Source text:

Segment Open

OpenAI’s GPT3 was released. However, GPT3 was not just a model; it brought forth a lot of changes in the research directions of NLP.

Closed Source

GPT3 was released as a closed-source, API only model, that users have to pay. This was the moment where OpenAI stopped being open.

Pretraining with Code data

GPT3 pretraining data include code from github. Training on code data allowed the model to obtain some level of abstractive reasoning abilities.

  • This led to the launch of Co-Pilot too.

Rise of LLM & In-Context Learning

The term Large Language Models (LLMs) started to catch fire, since GPT3 was truly large, with whopping 175B parameters. With such huge scale came an unexpected ability of these models, which was called few-shot exemplar learning, which later was generalized to a term called In-Context Learning.

famous LLMs are:

  • OPT (facebook, 175B)
  • PALM (GOogle, 540B)
  • GPT-NeoX / GPT-J (EleutherAI)
  • Bloom (Bigscience)

Prompt Engineering

Since GPT3 was only accessible through an API that takes textual input, what text prompt that goes into the model was important to obtain better output. This led to a subfield named prompt engineering, where various algorithms were proposed to find a textual prompt that would allow users to use GPT3 (or sometimes other models) better.

  • This later inspired the rise of Prompt Tuning

T5

All tasks represented in text and solved with single transformer encoder-decoder architecture.

  • I think this laid the foundation for instruction tuning later.
  • There is a similar model called T0 from Bigscience, which is pretrained to allow zero-shot inference on many NLP tasks using the same architecture as T5.

2021

Parameter Efficient Fine-Tuning (PEFT)

With the SOTA models being extra large, it was increasingly difficult to train these models on reasonable amount of GPUs. Also, tuning the entire model often resulted in problems like catastrophic forgetting. Researchers started to come up with ideas later organized as Parameter Efficient Fine-Tuning (PEFT), which freezes the entire model weights except for a few parts (or introduce some small extra weights) and only tune that part on the task-oriented data.

Most of the time, PEFT under-performed full finetuning. However, Prompt Tuning showed above SOTA performance in many benchmarks, and took the community by a storm.

Prompt Tuning, or Soft Prompt Tuning, is a method of tuning a set of continuous vectors in the embedding / latent space of the model, that are prepended to the text embedding matrix. This way, the model itself is entirely frozen, and only a small set of vectors prepended to the input are trained using the gradient that flows through the model. This method achieved SOTA in many NLU tasks, taking the NLP trend of 2021.

Segment Closed

What to work on:
**a.** Retype the passage of the text on NLP developments after GPT3 between "GPT3 was released as" and "called In-Context Learning.", inclusive.
**b.** Write what comes next in the text on NLP developments after GPT3, picking up after its final sentence.

[Collected data entries]

Segment Open

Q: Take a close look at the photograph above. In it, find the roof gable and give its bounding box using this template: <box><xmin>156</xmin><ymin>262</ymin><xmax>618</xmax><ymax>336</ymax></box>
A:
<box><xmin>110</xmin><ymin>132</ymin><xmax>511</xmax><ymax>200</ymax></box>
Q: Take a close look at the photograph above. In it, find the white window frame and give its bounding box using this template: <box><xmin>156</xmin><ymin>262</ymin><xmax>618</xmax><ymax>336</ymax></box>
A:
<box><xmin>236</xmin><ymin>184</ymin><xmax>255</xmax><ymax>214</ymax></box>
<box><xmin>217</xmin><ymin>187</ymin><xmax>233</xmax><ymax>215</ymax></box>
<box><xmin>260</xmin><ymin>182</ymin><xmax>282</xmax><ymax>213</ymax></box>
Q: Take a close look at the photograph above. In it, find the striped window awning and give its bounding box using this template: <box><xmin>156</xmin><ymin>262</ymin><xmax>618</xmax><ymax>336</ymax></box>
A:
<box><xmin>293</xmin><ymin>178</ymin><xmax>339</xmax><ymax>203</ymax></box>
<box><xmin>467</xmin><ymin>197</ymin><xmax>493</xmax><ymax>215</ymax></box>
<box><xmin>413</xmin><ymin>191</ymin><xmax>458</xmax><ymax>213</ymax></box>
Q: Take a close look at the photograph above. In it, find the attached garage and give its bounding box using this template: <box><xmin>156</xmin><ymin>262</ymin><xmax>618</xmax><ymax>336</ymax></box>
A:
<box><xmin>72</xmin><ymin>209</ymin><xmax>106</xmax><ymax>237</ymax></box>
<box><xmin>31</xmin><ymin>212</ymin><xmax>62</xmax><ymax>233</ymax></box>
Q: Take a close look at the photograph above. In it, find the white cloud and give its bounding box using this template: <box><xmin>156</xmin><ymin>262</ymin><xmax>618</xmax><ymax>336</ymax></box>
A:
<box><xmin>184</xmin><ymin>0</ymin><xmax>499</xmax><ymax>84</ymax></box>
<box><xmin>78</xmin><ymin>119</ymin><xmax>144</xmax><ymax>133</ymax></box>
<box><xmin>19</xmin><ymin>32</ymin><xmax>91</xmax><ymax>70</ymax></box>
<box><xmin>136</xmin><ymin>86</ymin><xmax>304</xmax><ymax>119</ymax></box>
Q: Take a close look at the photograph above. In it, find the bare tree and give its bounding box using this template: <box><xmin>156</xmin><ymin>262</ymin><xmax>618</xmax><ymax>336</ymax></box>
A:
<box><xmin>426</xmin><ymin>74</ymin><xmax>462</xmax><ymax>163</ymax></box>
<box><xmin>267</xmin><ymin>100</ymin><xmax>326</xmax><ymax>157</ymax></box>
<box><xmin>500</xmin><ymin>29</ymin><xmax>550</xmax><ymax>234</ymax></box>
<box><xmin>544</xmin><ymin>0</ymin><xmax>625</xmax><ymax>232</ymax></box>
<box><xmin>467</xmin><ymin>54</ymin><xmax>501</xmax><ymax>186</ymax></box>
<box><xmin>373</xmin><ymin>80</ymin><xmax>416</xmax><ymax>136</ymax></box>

Segment Closed

Answer set:
**a.**
GPT3 was released as a closed-source, API only model, that users have to pay. This was the moment where OpenAI stopped being open.

Pretraining with Code data

GPT3 pretraining data include code from github. Training on code data allowed the model to obtain some level of abstractive reasoning abilities.

  • This led to the launch of Co-Pilot too.

Rise of LLM & In-Context Learning

The term Large Language Models (LLMs) started to catch fire, since GPT3 was truly large, with whopping 175B parameters. With such huge scale came an unexpected ability of these models, which was called few-shot exemplar learning, which later was generalized to a term called In-Context Learning.

**b.**
Chain of Thought Prompting

This prompting guided the model to “think step by step”: this allowed the model to reason sequential steps to solving a problem, resulting in a more coherent reasoning of hard problems.

2022: Instruction Tuning

Instruction tuning is sometimes called an alignment task: aligning language models with human usage of them. Most of the time, users “asks” or “instructs” the language models to generate some text; therefore, training these models to follow textual instruction can greatly increase their usability.

Similar to the idea of T5, all different NLP tasks are represented as text, prepended with a natural language instruction of how to solve the task. This way, the LMs can model the dependency between the instruction, problem, and the answer, and since all of them are text, they become stronger at generalization and obtain strong zero-shot abilities.

Notable models are:

  • OPT-IML (Facebook)
  • FLAN, Flan-T5 (Google)
  • InstructGPT (GPT 3.5 family), ChatGPT (OpenAI)
  • T0 (Bigscience, kind of)

ChatGPT

ChatGPT deserves its own section, because it was THE AI Phenomenon of 2000s.

On top of InstructGPT, it was trained using Reinforcement Learning from Human Feedbacks (RLHF); basically, they hired a lot of human annotators (allegedly 1000) to “talk” with the current state of the model and give feedback in the form of score & suggested answer. This way, ChatGPT could really generate truly human-level text. Also, thanks to 175B parameter scale, it stored tremendous amount of world knowledge, and can nearly be used as a search engine.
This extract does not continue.